> **Instructions to follow**:
Where a line below holds the string "jacket", that line goes into the answer.

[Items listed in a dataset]
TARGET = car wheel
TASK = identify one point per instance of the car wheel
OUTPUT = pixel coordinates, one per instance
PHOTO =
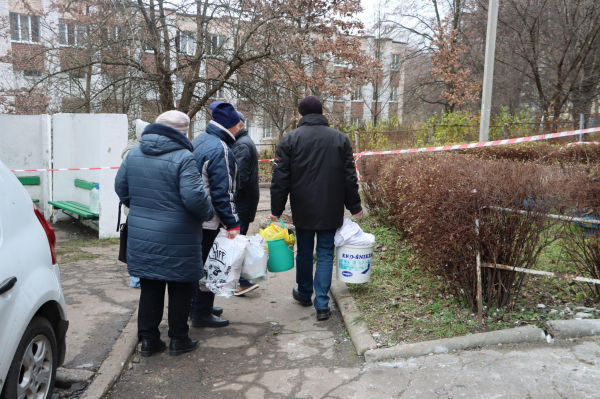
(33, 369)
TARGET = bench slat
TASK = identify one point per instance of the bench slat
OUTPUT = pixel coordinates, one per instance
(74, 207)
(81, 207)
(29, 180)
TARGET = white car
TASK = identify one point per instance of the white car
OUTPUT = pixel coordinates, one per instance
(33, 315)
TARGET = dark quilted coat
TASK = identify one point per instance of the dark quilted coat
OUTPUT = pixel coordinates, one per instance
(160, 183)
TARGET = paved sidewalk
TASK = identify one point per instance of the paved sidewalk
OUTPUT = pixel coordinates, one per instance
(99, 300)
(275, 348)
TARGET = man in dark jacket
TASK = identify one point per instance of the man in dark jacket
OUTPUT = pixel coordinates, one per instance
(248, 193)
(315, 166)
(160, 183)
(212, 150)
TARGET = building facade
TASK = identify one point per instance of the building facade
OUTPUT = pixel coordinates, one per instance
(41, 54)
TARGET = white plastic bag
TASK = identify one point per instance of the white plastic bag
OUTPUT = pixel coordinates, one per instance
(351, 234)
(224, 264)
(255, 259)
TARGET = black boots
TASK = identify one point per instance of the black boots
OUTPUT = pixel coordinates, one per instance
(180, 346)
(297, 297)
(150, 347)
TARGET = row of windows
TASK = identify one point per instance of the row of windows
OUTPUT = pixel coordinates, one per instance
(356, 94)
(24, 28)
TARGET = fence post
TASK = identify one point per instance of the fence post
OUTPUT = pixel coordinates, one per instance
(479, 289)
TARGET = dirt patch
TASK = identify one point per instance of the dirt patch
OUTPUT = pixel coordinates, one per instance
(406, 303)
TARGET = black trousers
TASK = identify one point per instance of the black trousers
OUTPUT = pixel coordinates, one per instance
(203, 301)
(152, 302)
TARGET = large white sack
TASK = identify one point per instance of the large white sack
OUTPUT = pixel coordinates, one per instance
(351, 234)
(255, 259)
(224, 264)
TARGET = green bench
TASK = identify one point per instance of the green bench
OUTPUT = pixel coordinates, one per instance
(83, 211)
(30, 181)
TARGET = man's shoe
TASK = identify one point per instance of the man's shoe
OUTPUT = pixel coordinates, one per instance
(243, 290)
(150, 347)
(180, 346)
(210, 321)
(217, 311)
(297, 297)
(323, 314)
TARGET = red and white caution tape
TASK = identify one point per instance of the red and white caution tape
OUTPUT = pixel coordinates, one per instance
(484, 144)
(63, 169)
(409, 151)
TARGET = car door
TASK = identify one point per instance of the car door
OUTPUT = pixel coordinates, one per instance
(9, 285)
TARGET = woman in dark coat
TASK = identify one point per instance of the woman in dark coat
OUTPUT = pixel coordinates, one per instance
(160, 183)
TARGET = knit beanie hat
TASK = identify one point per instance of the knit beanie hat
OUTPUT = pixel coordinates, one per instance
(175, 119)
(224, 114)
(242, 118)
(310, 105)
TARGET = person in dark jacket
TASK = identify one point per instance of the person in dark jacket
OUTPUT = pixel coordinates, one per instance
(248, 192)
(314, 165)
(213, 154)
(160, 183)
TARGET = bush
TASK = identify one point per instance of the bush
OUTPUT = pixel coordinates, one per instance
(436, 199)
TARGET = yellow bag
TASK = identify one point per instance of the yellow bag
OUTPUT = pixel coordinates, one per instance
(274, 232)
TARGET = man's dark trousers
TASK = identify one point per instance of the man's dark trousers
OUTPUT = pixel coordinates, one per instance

> **Worked solution**:
TARGET = man in dark jacket
TASK = identify one point per instance of the man in dark jacket
TARGET = person in dark jacket
TASK = identify one point per instance of the person in dark jacket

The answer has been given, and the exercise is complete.